DIRECTIONS: Copy the rows below, substituting "Object" for every "Target" and keeping everything else unchanged. Leave the pictures out.

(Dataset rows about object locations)
>> Begin
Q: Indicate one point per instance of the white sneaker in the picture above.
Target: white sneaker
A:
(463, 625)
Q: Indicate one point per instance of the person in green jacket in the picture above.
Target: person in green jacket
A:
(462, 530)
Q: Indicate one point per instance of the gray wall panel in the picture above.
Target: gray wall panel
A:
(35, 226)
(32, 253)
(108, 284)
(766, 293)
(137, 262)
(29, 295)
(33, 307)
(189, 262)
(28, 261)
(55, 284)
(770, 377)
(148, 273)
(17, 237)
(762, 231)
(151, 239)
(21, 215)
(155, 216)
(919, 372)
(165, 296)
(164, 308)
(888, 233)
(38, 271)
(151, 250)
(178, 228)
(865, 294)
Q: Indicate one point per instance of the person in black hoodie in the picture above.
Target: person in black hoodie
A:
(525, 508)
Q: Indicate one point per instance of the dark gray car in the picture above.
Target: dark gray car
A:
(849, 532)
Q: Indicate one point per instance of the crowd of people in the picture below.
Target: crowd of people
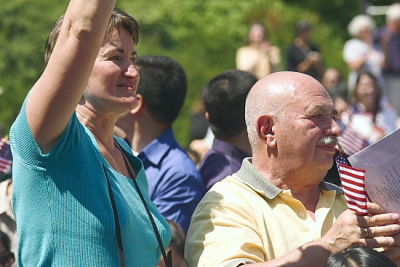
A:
>> End
REPLY TO THE TASK:
Q: Indicate one point per instance of the white sneaker in the picture above.
Object: white sneaker
A:
(463, 625)
Q: Indicate one point per instance of the person in green jacket in the picture above.
Object: person in green jacket
A:
(462, 530)
Q: Indicate one point per instance of the gray wall panel in the picture above.
Object: gray wall panel
A:
(35, 226)
(32, 253)
(108, 284)
(766, 293)
(137, 262)
(29, 295)
(33, 307)
(189, 262)
(28, 261)
(55, 284)
(770, 377)
(148, 273)
(17, 237)
(762, 231)
(151, 239)
(21, 215)
(155, 216)
(919, 372)
(165, 296)
(164, 308)
(888, 233)
(38, 271)
(151, 250)
(178, 228)
(865, 294)
Q: Indicate one point per instance of the person in black hoodie in the picture above.
Object: person in black hoodie
A:
(525, 508)
Q: Indicate one point per instance of the dark gray car in the picture above.
Object: dark gray car
A:
(849, 532)
Q: Indicate one point per instance of the crowd of people in the picture below.
Object: crowd of people
A:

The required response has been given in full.